Copy all of the data below verbatim, preserving every line and its order.
**** DATA
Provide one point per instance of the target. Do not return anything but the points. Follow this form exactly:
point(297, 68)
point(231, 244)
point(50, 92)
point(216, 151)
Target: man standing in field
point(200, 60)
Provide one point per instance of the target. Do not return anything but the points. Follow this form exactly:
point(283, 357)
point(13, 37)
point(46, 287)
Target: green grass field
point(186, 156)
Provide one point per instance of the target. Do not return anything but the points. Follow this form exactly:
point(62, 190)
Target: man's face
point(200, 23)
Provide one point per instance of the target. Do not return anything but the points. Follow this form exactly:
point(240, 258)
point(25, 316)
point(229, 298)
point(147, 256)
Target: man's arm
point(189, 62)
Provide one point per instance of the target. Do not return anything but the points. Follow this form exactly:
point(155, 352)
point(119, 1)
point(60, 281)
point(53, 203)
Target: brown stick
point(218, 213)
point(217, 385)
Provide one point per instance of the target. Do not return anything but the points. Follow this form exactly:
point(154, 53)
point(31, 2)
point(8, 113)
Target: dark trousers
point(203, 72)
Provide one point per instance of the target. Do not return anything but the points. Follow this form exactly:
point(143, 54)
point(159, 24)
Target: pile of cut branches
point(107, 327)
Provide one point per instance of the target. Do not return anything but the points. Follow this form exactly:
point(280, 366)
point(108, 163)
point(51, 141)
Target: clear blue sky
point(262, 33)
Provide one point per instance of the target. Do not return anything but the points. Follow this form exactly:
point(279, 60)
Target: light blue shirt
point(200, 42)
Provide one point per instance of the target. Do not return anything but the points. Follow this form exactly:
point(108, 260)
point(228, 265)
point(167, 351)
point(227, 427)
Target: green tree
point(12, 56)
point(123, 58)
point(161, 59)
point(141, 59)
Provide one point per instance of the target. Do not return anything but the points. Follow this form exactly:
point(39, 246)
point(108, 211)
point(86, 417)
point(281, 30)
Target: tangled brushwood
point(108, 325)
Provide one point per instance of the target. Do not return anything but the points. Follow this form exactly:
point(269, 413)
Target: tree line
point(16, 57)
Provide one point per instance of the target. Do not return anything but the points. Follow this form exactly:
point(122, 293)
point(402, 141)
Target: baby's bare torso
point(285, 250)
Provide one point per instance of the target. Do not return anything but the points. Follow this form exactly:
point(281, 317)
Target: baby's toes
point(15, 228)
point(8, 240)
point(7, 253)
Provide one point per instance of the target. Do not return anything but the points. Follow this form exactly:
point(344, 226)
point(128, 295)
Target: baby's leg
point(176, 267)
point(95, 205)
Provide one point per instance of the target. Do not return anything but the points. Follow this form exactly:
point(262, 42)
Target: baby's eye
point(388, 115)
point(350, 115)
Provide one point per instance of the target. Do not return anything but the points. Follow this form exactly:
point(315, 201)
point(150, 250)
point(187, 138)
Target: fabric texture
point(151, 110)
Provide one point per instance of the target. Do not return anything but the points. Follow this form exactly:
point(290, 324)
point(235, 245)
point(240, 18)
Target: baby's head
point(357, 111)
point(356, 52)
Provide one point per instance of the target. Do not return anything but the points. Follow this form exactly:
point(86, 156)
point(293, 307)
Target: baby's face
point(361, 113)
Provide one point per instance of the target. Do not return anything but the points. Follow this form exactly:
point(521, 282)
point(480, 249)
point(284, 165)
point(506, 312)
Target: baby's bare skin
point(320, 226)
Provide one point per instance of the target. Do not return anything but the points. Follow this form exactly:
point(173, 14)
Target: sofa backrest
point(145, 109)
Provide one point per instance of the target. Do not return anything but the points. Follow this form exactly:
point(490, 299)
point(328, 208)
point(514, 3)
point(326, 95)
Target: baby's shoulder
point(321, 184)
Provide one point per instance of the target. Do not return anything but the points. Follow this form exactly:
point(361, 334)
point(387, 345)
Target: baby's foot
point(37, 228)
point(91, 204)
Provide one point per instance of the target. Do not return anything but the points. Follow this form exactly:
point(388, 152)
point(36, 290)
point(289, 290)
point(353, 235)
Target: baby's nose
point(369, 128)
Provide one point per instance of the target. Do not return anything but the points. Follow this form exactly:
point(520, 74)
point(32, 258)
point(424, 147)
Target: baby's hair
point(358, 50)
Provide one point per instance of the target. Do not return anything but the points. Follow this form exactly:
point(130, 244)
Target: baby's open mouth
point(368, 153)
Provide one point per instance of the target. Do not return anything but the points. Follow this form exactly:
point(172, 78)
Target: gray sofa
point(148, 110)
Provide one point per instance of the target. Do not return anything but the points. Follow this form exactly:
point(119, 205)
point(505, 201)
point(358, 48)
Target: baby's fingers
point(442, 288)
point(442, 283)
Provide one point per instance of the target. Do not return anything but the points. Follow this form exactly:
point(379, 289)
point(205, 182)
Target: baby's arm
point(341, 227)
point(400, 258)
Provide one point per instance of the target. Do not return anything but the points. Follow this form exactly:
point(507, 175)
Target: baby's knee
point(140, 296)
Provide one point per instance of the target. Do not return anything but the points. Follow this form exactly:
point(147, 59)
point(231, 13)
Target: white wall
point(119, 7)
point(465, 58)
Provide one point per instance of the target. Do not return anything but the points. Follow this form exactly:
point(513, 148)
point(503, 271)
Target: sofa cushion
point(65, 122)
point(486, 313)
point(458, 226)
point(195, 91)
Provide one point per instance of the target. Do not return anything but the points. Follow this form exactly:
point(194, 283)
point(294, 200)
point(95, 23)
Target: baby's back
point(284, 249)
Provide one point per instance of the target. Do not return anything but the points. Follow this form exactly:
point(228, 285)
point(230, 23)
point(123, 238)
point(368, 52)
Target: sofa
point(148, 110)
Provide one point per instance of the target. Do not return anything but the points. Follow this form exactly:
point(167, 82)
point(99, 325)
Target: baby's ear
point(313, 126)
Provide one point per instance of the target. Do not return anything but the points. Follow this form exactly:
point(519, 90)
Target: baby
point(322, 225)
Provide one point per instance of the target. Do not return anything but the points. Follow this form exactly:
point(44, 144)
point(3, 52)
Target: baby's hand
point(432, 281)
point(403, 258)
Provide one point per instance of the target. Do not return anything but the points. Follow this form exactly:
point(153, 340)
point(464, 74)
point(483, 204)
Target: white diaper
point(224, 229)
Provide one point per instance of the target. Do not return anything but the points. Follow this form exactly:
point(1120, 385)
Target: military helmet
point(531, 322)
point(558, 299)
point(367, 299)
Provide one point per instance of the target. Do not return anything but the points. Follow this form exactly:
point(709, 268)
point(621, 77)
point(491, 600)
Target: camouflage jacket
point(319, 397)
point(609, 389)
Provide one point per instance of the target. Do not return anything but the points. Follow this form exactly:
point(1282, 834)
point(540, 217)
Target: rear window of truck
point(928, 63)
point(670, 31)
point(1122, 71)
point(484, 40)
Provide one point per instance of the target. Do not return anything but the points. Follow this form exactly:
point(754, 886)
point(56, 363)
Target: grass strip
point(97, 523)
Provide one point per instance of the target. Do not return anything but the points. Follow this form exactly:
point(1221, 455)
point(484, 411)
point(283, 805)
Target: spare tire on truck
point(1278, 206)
********
◆ RESULT BELOW:
Provide one point per instance of the target. Do not return anything but the points. Follow this form exactly:
point(297, 68)
point(231, 244)
point(50, 92)
point(216, 151)
Target: man standing in field
point(200, 60)
Provide one point per instance of the target. Do not return anything but the points. Follow this form exactly:
point(283, 357)
point(13, 37)
point(46, 287)
Target: green grass field
point(186, 156)
Provide one point per instance of the target. Do not return anything but the points. Follow this form exactly:
point(62, 190)
Target: man's face
point(200, 23)
Provide one point per instance of the target. Do not return anything but the points. Follow this form exactly:
point(240, 258)
point(25, 316)
point(229, 298)
point(147, 256)
Target: man's arm
point(189, 62)
Provide one point per instance of the target. Do not return anything but the points. Follow this form exactly:
point(155, 352)
point(119, 1)
point(60, 281)
point(53, 203)
Target: brown stick
point(218, 213)
point(217, 385)
Provide one point per instance of the target. Do not return anything but the points. Follow this form exactly:
point(154, 53)
point(31, 2)
point(8, 113)
Target: dark trousers
point(203, 72)
Provide one point per instance of the target. Do not return anything but the points. Follow this form exactly:
point(143, 54)
point(159, 24)
Target: pile of cut branches
point(107, 327)
Provide one point per instance of the target. Do not return anything but the points. Follow this form exactly:
point(280, 366)
point(108, 163)
point(51, 141)
Target: clear blue sky
point(262, 33)
Provide one point per instance of the target. Do not return anything but the points. Follow this form exactly:
point(279, 60)
Target: light blue shirt
point(200, 42)
Provide one point per instance of the target. Do not return anything but the points. Follow this form exactly:
point(108, 260)
point(228, 265)
point(167, 351)
point(227, 427)
Target: green tree
point(12, 56)
point(123, 58)
point(161, 59)
point(141, 59)
Provide one point per instance of the target. Do not return anything but the points. Follow this form exactly:
point(39, 246)
point(108, 211)
point(86, 417)
point(281, 30)
Target: tangled brushwood
point(108, 325)
Provide one point per instance of the target. Do not return anything but the points. Follow this form exactly:
point(269, 413)
Target: tree line
point(16, 57)
Provide one point per instance of the target. Do not return anything but the points. Follow this form exactly:
point(122, 293)
point(402, 141)
Target: baby's bare torso
point(285, 250)
Provide one point per instance of the target. Do not return anything but the points. Follow this form exactly:
point(281, 317)
Target: baby's toes
point(15, 228)
point(8, 240)
point(7, 253)
Provide one point per instance of the target. Do not return anything but the points. Follow this form exactly:
point(344, 226)
point(128, 295)
Target: baby's leg
point(176, 267)
point(95, 205)
Provide one point per instance of the target. Do not return anything but the points. Follow this form exactly:
point(262, 42)
Target: baby's eye
point(388, 115)
point(350, 115)
Provide one point per instance of the target. Do not return anything but the points. Follow this form exactly:
point(315, 201)
point(150, 250)
point(187, 138)
Target: fabric texture
point(151, 110)
Provide one point per instance of the target. Do not return anything but the points. Follow this form exactly:
point(290, 324)
point(235, 245)
point(240, 18)
Target: baby's head
point(357, 111)
point(356, 52)
Provide one point per instance of the target. Do not return anything but the points. Follow this form exactly:
point(86, 156)
point(293, 307)
Target: baby's face
point(361, 113)
Provide one point per instance of the target. Do not return anything but the points. Follow this form exactly:
point(521, 282)
point(480, 249)
point(284, 165)
point(506, 312)
Target: baby's bare skin
point(320, 226)
Provide one point per instance of the target. Do not return anything but the points. Follow this form exactly:
point(173, 14)
Target: sofa backrest
point(145, 109)
Provide one point per instance of the target. Do not return anything but the points. Follow this form exactly:
point(490, 299)
point(328, 208)
point(514, 3)
point(326, 95)
Target: baby's shoulder
point(321, 184)
Provide one point per instance of the target. Do not return anything but the points. Follow this form exactly:
point(361, 334)
point(387, 345)
Target: baby's foot
point(37, 228)
point(91, 204)
Provide one point per instance of the target. Do not return anything but the points. Follow this form exactly:
point(388, 152)
point(36, 290)
point(289, 290)
point(353, 235)
Target: baby's nose
point(369, 128)
Provide one point per instance of the target. Do not return anything but the points. Follow this form exactly:
point(520, 74)
point(32, 258)
point(424, 147)
Target: baby's hair
point(358, 50)
Provide one point per instance of the target. Do not return anything but the points. Follow this form exactly:
point(130, 244)
Target: baby's open mouth
point(368, 153)
Provide one point per instance of the target. Do not return anything but the points. Follow this form exactly:
point(172, 78)
Target: gray sofa
point(148, 110)
Provide one point per instance of the target. Do not return anything but the points. Follow this form exactly:
point(119, 205)
point(505, 201)
point(358, 48)
Target: baby's fingers
point(442, 288)
point(442, 283)
Provide one point per instance of the target. Do not return anything but the points. Follow this form exactly:
point(379, 289)
point(205, 182)
Target: baby's arm
point(341, 227)
point(400, 258)
Provide one point per instance of the target. Do not return anything but the points. Follow this form exactly:
point(507, 175)
Target: baby's knee
point(140, 296)
Provide one point per instance of the target. Do not return anything but the points. Follow this form exactly:
point(147, 59)
point(231, 13)
Target: white wall
point(119, 7)
point(465, 58)
Provide one point per instance of the target. Do not return anything but the points. Follow this form exactly:
point(513, 148)
point(503, 271)
Target: sofa cushion
point(65, 122)
point(486, 313)
point(458, 226)
point(195, 91)
Provide one point per instance of the target. Do not return anything but the points. Follow this form exactly:
point(194, 283)
point(294, 200)
point(95, 23)
Target: baby's back
point(284, 249)
Provide one point per instance of the target. Do not return anything but the points. Follow this form exactly:
point(228, 285)
point(230, 23)
point(123, 238)
point(368, 52)
Target: sofa
point(148, 110)
Provide one point per instance of the target. Do not return anything but the points. Follow this form exactly:
point(167, 82)
point(99, 325)
Target: baby's ear
point(313, 126)
Provide one point per instance of the target. Do not return anything but the points. Follow this form exactly:
point(519, 90)
Target: baby
point(322, 225)
Provide one point per instance of the target. Do not return anything but the points. Follow this form exactly:
point(44, 144)
point(3, 52)
Target: baby's hand
point(432, 281)
point(403, 258)
Provide one point per instance of the target. Do not return anything but the points. Follow this form exactly:
point(153, 340)
point(464, 74)
point(483, 204)
Target: white diaper
point(224, 229)
Provide one point per instance of the target. Do not return anything but the points. Follow this form exactly:
point(1120, 385)
Target: military helmet
point(531, 322)
point(558, 299)
point(367, 299)
Provide one point per instance of the target. Do not return anything but the points. Follow this form exactly:
point(709, 268)
point(621, 77)
point(491, 600)
Target: camouflage jacket
point(319, 397)
point(609, 389)
Provide one point per instance of the target. Do not return anything but the points. Follow this form exactly:
point(1282, 834)
point(540, 217)
Target: rear window of truck
point(928, 63)
point(670, 31)
point(1122, 71)
point(484, 40)
Provide one point per instance of the target. Do not return anything but the points. Follow this form exactly:
point(754, 886)
point(56, 363)
Target: grass strip
point(97, 523)
Provide one point per instance of the target. Do not return anything but the points. Follow this form exactly:
point(1221, 455)
point(484, 411)
point(283, 805)
Target: spare tire on truck
point(1278, 206)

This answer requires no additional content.